--- START EXTRACT ---
Thursday, February 04, 2010

Seals Over Hamos in IL-10th - but Why?

The real election night shocker in Illinois' north suburban Tenth Congressional District—which stretches from Wilmette to the state line of Wisconsin-- was the choice of Dan Seals over Julie Hamos as the Democrat candidate. The victory for Seals—a two time loser who managed to lose his most recent 2008 bid in a race historically favorable for Democrats--smelled more of crossover mischief than sound party sentiment. But it wasn't.

When Hamos, wildly popular in her native Evanston and a resident of the 9th Congressional District, rented a house just North of where she lived in the nearby 10th District and filed her candidacy, her sheer presence alone began giving fits to local GOP operatives. As an experienced politician, Hamos understands election basics: that it is best to have a residence actually located in the district you seek to represent, and it doesn't hurt to have some voters in your new district who have already voted for you.

It's hard to think that the choice of Seals over Hamos isn't motivated by some sort of death wish for November by the Democrats. You expect to see this type of odd result when legions of one party—faced with a boring primary with few actual choices—attempt to win one for the Home Team months before the actual election takes place by entering the primary of the opposite party and voting for the weaker candidate to oppose their candidate at the ballot box. But this wasn't an election where people had much if any interest in crossing-over. Both parties offered their voters real choices in important races.

Hamos' loss cannot be easily understood. Perhaps Hamos underestimated the vast amount of time opponent Seals had available to spend on his campaign. Possibly North Suburban Dems feared a Martha Cokely effect. It could be that Democrats wrongly calculated that Beth Coulsen would be the Republicans' choice for Congress, thus making Seals an easier-to-distinguish opponent.

With Dan Seals as the Democrat candidate for Congress, Republicans breathed a real sigh of relief. Republicans feared Hamos. Experienced at the State level, battle-hardened, and effective Hamos had local GOPer's on edge and ready to empty their wallets.
--- END EXTRACT ---
● TO-DO LIST
• A. According to the commentary on the Illinois Tenth District primary, where does the district stretch?
• B. Please continue the commentary on the Illinois Tenth District primary, starting after its final sentence.
The data after this point is separate from the commentary.
--- START DATASET CONTENT ---
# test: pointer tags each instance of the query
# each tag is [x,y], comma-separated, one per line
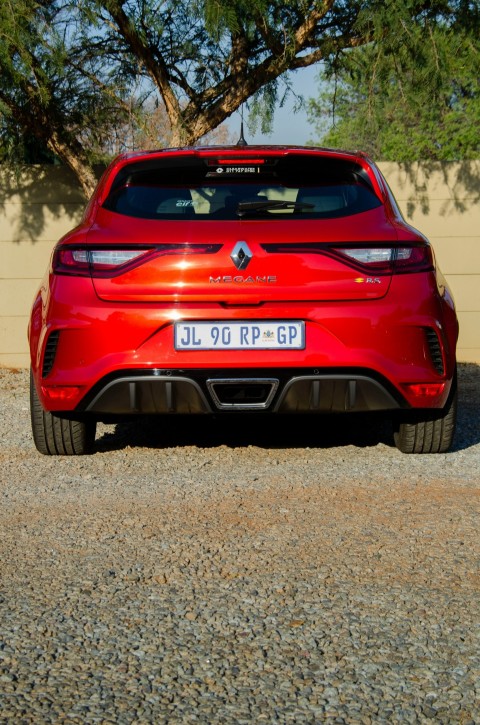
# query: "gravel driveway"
[216,573]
--- END DATASET CONTENT ---
● RESPONSES IN ORDER
• A. From Wilmette to the state line of Wisconsin.

• B.
There may be many cracks in Hamos' veneer which would have appeared when opposition research began. But from the outside looking in, the choice of Seals, a hale-fellow-well-met kind of guy without community ties and partial to frat-boy political pranks and resume padding, over Hamos, a serious, principled and experienced government official is an odd one. From a cursory glance, Hamos' only weakness was her far left-wing politics. This year that alone may have been enough. Perhaps there really is something after all to those jokes that after a year of Barack Obama, George Bush is starting to look pretty darn good.

Pictured above is a campaign piece on health care from Seals most recent losing Congressional run in November, 2008, when he positioned himself as a Barack Obama clone, featuring Progressive folk wisdom coupled with the change necessarily borne of inexperience, along with Kennedy-style good teeth. You can click on the picture to see it larger.


Anonymous Anonymous said...

Your snarky comments aside--here is what the voter said on Tuesday:Dan won because the majority of people who voted in the election know that he better represented their values and views. Dan knows the entire district having traveled the width and breadth of it for years talking the its citizens and understanding what is important to them. He won the votes despite being outspent with heavy TV dollars in the last weeks of the campaign.Julie's politics play better in Evanston but the 10th is more conservative fiscally where Julie's voting record in Springfield hurt her and Dan's economic positions are more in line with district views.

Feb 5, 2010, 9:24:00 AM  
Anonymous Anonymous said...

WOW! The Hamos camp has become the sore loser camp. Shame on you.

Feb 5, 2010, 9:43:00 AM  
Anonymous Anonymous said...

Your analysis of the race couldn't be more off. Dan Seals won because he represents our best chance of winning this seat in November. His name ID was insurmountable and half the district had never heard of Julie Hamos. Her greatest campaign pitch was that she was the daughter of holocaust survivors--which is political pandering at its best. There is no doubt in my mind that Julie is too liberal for the 10th district and would have definitely lost in a general against Dold or even Coulson--this isn't Evanston. If Jan Schakowsky had run against Kirk in the 10th in 2000 she would have lost. Just because they are neighboring districts doesn't mean the politics are the same. With Coulson out of the way, Dan Seals is the only moderate in this race and that will carry him to victory in November. I guess your just bitter because your State Rep couldn't beat someone who has never held political office before.

Feb 5, 2010, 10:05:00 AM  
Blogger Publia said...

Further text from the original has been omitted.